REQUIREMENT:
Starting at the line that contains "I would be grateful if you could spot the shadow", copy each line through the final one exactly as written.

RECORDS FOR PROCESSING:
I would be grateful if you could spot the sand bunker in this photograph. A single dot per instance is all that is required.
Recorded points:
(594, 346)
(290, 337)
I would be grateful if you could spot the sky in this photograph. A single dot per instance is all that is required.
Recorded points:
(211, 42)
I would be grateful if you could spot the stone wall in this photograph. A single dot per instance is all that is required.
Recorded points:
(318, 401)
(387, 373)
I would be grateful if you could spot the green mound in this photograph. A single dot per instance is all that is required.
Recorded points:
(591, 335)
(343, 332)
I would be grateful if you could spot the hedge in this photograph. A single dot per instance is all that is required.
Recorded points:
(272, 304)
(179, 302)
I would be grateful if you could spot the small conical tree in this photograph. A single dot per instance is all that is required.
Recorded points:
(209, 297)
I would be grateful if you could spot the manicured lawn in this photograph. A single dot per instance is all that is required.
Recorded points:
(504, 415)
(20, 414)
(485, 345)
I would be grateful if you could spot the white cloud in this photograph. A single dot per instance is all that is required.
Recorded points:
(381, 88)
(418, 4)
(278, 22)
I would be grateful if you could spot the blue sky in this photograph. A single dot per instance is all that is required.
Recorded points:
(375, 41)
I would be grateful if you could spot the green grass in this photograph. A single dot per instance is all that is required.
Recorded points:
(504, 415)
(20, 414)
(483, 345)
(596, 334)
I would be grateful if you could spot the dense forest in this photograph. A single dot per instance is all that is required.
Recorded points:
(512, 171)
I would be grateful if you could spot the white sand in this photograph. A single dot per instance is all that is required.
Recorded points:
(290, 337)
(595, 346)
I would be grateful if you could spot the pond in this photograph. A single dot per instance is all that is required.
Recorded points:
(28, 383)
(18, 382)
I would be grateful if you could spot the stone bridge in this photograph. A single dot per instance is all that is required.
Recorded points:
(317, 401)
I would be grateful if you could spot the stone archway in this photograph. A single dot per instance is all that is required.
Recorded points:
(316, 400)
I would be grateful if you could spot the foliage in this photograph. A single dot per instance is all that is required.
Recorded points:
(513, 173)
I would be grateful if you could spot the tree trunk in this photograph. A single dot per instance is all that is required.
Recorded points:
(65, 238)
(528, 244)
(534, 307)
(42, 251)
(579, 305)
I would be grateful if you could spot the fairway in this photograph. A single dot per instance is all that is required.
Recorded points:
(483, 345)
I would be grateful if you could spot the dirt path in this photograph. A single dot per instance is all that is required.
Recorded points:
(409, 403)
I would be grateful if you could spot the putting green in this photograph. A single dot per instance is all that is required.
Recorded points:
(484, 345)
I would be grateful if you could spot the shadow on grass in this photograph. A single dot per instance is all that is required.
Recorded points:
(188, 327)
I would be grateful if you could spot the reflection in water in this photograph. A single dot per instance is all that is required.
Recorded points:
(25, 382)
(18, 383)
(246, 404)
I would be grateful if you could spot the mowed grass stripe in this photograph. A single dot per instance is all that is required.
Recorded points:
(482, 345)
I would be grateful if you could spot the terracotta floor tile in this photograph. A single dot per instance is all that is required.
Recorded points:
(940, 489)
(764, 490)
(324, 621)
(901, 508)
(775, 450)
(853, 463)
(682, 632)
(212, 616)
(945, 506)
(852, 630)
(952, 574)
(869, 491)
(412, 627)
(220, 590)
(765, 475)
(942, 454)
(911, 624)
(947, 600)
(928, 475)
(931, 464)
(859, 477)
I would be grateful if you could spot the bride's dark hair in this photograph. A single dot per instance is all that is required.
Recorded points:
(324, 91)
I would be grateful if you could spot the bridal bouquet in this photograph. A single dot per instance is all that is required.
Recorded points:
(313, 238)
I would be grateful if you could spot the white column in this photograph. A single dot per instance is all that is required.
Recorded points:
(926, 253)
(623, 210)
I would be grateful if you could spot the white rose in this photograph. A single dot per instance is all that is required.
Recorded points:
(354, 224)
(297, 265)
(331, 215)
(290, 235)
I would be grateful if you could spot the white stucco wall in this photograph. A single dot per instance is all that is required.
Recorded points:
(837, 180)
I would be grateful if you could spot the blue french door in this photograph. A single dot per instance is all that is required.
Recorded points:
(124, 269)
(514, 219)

THE REPLY:
I would be grateful if you could spot the shadow on grass in this photograph. A single dot per instance is all that is required.
Recorded points:
(188, 327)
I would be grateful if you could spot the reflection in water in this photograph. A single dot per instance is all that is required.
Recorded points:
(25, 382)
(18, 383)
(246, 404)
I would be grateful if you could spot the mowed grass stripe in this photograph. A single dot per instance is all that is required.
Recorded points:
(482, 345)
I would be grateful if you could spot the terracotta floor tile in this photograph. A single dot per instance is all that is required.
Recorded points:
(940, 489)
(764, 490)
(324, 621)
(901, 508)
(775, 450)
(853, 463)
(682, 632)
(212, 616)
(945, 506)
(852, 630)
(952, 574)
(869, 491)
(412, 627)
(220, 590)
(765, 475)
(942, 454)
(911, 624)
(947, 600)
(928, 475)
(931, 464)
(859, 477)
I would be grateful if you could spot the bride's dark hair in this photograph. A single dot per instance is all that is required.
Recorded points:
(324, 91)
I would be grateful if you could spot the bridal bouquet in this photograph. A single dot per instance is all that is required.
Recorded points:
(313, 238)
I would be grateful if you could spot the white column in this photograph. A single dot per instance is all that is required.
Recorded points:
(926, 253)
(623, 210)
I would be grateful if you could spot the white rose in this photograph. A single dot per instance is all that is required.
Recorded points:
(354, 224)
(297, 265)
(331, 215)
(290, 235)
I would be grateful if you could spot the white stucco wall in this photograph. A single dot per instance is all that is required.
Recorded points:
(837, 180)
I would be grateful if you could spot the blue french door in this photograph. A single dot per instance is all that is required.
Recorded points:
(124, 269)
(514, 219)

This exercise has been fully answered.